▶ Task details
Quote the material below word for word, with every line unchanged.

== == ==

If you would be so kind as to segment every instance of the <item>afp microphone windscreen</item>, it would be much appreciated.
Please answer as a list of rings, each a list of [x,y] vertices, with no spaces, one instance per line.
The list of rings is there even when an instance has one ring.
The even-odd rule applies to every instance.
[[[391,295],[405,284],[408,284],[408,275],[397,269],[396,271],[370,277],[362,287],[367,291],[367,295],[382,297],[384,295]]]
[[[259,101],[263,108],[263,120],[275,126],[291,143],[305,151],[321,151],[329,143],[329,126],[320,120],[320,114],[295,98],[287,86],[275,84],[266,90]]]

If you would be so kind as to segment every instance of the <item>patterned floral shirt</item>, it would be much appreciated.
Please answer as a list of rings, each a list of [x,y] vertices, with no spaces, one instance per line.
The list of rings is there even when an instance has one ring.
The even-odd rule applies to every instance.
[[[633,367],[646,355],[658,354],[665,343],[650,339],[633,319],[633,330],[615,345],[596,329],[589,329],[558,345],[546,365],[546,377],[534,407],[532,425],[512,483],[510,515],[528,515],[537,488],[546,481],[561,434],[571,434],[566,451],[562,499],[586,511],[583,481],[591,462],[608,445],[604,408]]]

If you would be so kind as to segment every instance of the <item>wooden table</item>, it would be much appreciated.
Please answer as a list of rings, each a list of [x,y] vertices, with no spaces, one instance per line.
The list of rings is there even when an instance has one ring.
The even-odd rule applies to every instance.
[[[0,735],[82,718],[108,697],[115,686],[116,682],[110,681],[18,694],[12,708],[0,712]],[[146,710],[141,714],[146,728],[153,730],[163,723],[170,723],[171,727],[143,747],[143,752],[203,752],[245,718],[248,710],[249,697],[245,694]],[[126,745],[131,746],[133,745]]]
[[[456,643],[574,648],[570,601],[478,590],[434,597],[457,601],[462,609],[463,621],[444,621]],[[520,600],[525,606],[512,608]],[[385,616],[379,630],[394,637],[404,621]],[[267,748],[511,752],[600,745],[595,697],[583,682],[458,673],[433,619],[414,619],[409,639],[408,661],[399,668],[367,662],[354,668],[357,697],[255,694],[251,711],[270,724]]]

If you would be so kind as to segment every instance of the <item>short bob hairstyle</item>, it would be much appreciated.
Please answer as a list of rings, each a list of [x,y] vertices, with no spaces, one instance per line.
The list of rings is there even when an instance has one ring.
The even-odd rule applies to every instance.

== == ==

▶ Solution for this task
If you would be so kind as to segment every instance of the <item>afp microphone windscreen</item>, it would be much appreciated.
Please answer as a list of rings, each a list of [x,y] vertices, with no spaces, one instance per line.
The list of rings is there even when an instance has one ring.
The even-odd rule applies to every instance.
[[[391,295],[405,284],[408,284],[408,275],[397,269],[396,271],[370,277],[362,287],[367,291],[367,295],[382,297],[384,295]]]
[[[259,101],[263,108],[263,120],[275,126],[291,143],[305,151],[321,151],[329,143],[329,126],[320,120],[320,114],[295,98],[287,86],[275,84],[266,90]]]

If you would be so kind as to segment every instance of the <item>patterned floral shirt</item>, it would be much appreciated.
Please answer as a list of rings, each a list of [x,y] vertices, with no spaces, one instance per line.
The list of rings is there even when an instance has one ring.
The even-odd rule applies to every instance.
[[[633,367],[646,355],[658,354],[665,343],[650,339],[633,319],[633,330],[615,345],[596,329],[589,329],[558,345],[546,365],[546,377],[534,407],[532,425],[512,483],[510,515],[528,515],[537,488],[546,481],[561,434],[571,434],[566,451],[562,499],[586,511],[583,481],[591,462],[608,445],[604,408]]]

If you would be so kind as to segment every instance of the <item>wooden table</item>, it would be much appreciated.
Please answer as a list of rings, each a list of [x,y] vertices, with no spaces, one instance per line.
The list of rings is there even when an instance has one ring.
The even-odd rule applies to every instance.
[[[0,735],[82,718],[108,697],[115,686],[116,682],[110,681],[18,694],[12,708],[0,712]],[[146,710],[141,714],[146,728],[153,730],[163,723],[170,723],[171,727],[143,747],[143,752],[203,752],[245,718],[248,710],[249,697],[245,694]],[[126,745],[131,746],[133,745]]]
[[[456,643],[574,648],[570,601],[478,590],[434,597],[457,601],[462,609],[463,621],[444,621]],[[520,600],[525,606],[512,608]],[[385,616],[379,630],[394,637],[404,621]],[[267,748],[511,752],[600,745],[595,697],[583,682],[458,673],[433,619],[414,619],[409,639],[408,661],[399,668],[367,662],[354,668],[357,697],[255,694],[251,711],[270,724]]]

If you would be so kind as to segment every instance of the <item>short bob hairstyle</item>, it would be much appreciated.
Please answer as a list of rings, each a list of [x,y] vertices, with no spaces, one instance per line.
The list of rings is there even when an instance has one ring.
The even-odd rule applies to every instance.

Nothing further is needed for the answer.